- _課題内容_
下にある保護犬リコッタの記事から、「飼い主に捨てられ、恐怖を抱え」という語句を含むところで書き始め、「坊な性格を見せてくれるようになりました。」まで書いたら止めて、その範囲を一字一句変えずに書き写してもらえますか?

- _提示文_
════════════════════
2023年の年末、群馬県動物愛護センターに、ボロボロになったプードルミックスが収容されました。ひどくやせたその犬は「リコッタ」と名づけられました。

県内を彷徨っていたところを保護されたそうです。飼い犬と思われますが、おおよそ愛されていたとは思えない様子。収容期限が過ぎても飼い主が名乗り出ることはありませんでした。

動物愛護センターはお正月であっても委託職員は来ていますが、どうしてもお世話する人の数が少なくなります。また、保護などはお正月明けになることもあるため、保護団体・Delacroix Dog Ranch(以下、D.D. Ranch)のメンバーは「せめてリコッタだけでも」と申し出てお正月前に急遽引き出すことにしました。

「久々にヤバいワンコが来た」

飼い主に捨てられ、恐怖を抱えながらひとりぼっちで彷徨っていたリコッタの心の傷はそう簡単には癒えません。リコッタは引き出したメンバーの家で過ごすことになりましたが、家に着いた後、けたたましくずっと吠え続けました。

多くのワンコの世話をしてきたメンバーは、「久々に手ごわいワンコが来た」と思う一方、「大丈夫。ここまでに背負った心の傷の倍返しでたっぷり甘えさせてあげる」とし、根気強く接する覚悟を決めました。

甘えていたかと思いきや急に「僕もう寝ます」

当初こそ大荒れのリコッタでしたが、メンバーからのたっぷりの愛情、そして他のワンコたちとのコミュニケーションから、数日後には「あれ。ここは悪い場所じゃないかも」「むしろ僕を甘やかせてくれる人たちなのかも?」と察してくれたのか、徐々に本来の社交的で、甘ん坊な性格を見せてくれるようになりました。

少しずつ心を開いてくれるようになったリコッタに目を細めるメンバーでしたが、警戒心が解けると別の問題も浮上しました。健康を取り戻したリコッタはとにかくヤンチャでマイペースなのです。

椅子の上に登り、テーブルの上に仁王立ちして何かを訴えてきたかと思いきや、他のワンコの寝床に勝手に潜り込んできて嫌がられたり。「すごい甘えん坊」と思いきや、眠くなると「そろそろ時間なんで僕もう寝ます」と、自らサークルに入り一気に就寝。でも、この一連の様子がとにかく愛らしく、リコッタが何かを訴えるたびに、ついつい甘やかせてしまうのでした。

推定9歳でも、実年齢よりも心身ともに若めかも

推定9歳のリコッタですが、心身とも実年齢より若いように映ります。冒頭で触れたような医療ケアは引き続き実施することになりますが、それ以外は特に問題ありません。

当初こそ「久々にヤバいワンコ」と思われたリコッタですが、ここまでのお世話で、明るくヤンチャでマイペースという、本来の姿を見せてくれるようになりました。この愛くるしさなら、今度こその「ずっとのお家」「ずっとの家族」を見つけられる日は、そう遠くないようにも思いました。
════════════════════
- _提供データ_
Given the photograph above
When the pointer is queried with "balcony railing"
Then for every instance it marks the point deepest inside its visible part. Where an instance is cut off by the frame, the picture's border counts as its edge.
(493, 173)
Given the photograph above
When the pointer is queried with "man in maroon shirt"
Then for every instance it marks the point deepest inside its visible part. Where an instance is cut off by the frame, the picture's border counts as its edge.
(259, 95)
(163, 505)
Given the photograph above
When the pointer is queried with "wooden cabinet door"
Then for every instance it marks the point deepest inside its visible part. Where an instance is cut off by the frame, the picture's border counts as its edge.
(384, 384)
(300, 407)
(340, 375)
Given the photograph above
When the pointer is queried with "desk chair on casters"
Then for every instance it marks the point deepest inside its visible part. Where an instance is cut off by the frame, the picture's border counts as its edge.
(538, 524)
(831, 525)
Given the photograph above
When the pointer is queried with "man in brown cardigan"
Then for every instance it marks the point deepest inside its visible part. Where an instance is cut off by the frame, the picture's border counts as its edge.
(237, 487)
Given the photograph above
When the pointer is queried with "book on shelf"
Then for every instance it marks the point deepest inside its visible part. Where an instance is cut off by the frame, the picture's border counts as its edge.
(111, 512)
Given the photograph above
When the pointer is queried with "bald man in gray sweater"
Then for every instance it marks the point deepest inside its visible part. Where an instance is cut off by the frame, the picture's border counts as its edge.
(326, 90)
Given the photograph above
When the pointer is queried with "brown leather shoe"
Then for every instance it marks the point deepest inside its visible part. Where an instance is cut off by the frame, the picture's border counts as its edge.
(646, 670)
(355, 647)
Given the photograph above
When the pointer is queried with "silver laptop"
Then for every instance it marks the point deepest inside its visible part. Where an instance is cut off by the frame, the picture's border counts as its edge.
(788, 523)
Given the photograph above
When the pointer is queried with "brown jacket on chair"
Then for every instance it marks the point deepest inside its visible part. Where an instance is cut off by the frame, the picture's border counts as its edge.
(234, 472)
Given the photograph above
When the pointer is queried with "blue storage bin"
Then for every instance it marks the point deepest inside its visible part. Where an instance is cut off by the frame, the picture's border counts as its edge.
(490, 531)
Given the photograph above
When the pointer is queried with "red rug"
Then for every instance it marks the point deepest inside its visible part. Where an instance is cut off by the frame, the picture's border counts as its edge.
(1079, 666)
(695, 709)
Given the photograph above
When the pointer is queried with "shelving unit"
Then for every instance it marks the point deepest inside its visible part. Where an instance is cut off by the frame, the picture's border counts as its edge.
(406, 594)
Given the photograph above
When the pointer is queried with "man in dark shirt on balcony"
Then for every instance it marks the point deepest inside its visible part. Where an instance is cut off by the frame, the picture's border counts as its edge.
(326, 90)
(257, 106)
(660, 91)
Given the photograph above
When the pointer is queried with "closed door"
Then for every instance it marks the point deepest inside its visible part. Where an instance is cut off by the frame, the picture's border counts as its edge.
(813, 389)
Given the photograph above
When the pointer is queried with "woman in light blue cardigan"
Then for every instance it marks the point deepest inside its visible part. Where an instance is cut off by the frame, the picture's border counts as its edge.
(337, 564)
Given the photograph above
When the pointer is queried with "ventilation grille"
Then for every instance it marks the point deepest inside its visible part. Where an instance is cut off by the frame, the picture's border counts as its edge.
════════════════════
- _模範解答_
飼い主に捨てられ、恐怖を抱えながらひとりぼっちで彷徨っていたリコッタの心の傷はそう簡単には癒えません。リコッタは引き出したメンバーの家で過ごすことになりましたが、家に着いた後、けたたましくずっと吠え続けました。

多くのワンコの世話をしてきたメンバーは、「久々に手ごわいワンコが来た」と思う一方、「大丈夫。ここまでに背負った心の傷の倍返しでたっぷり甘えさせてあげる」とし、根気強く接する覚悟を決めました。

甘えていたかと思いきや急に「僕もう寝ます」

当初こそ大荒れのリコッタでしたが、メンバーからのたっぷりの愛情、そして他のワンコたちとのコミュニケーションから、数日後には「あれ。ここは悪い場所じゃないかも」「むしろ僕を甘やかせてくれる人たちなのかも?」と察してくれたのか、徐々に本来の社交的で、甘ん坊な性格を見せてくれるようになりました。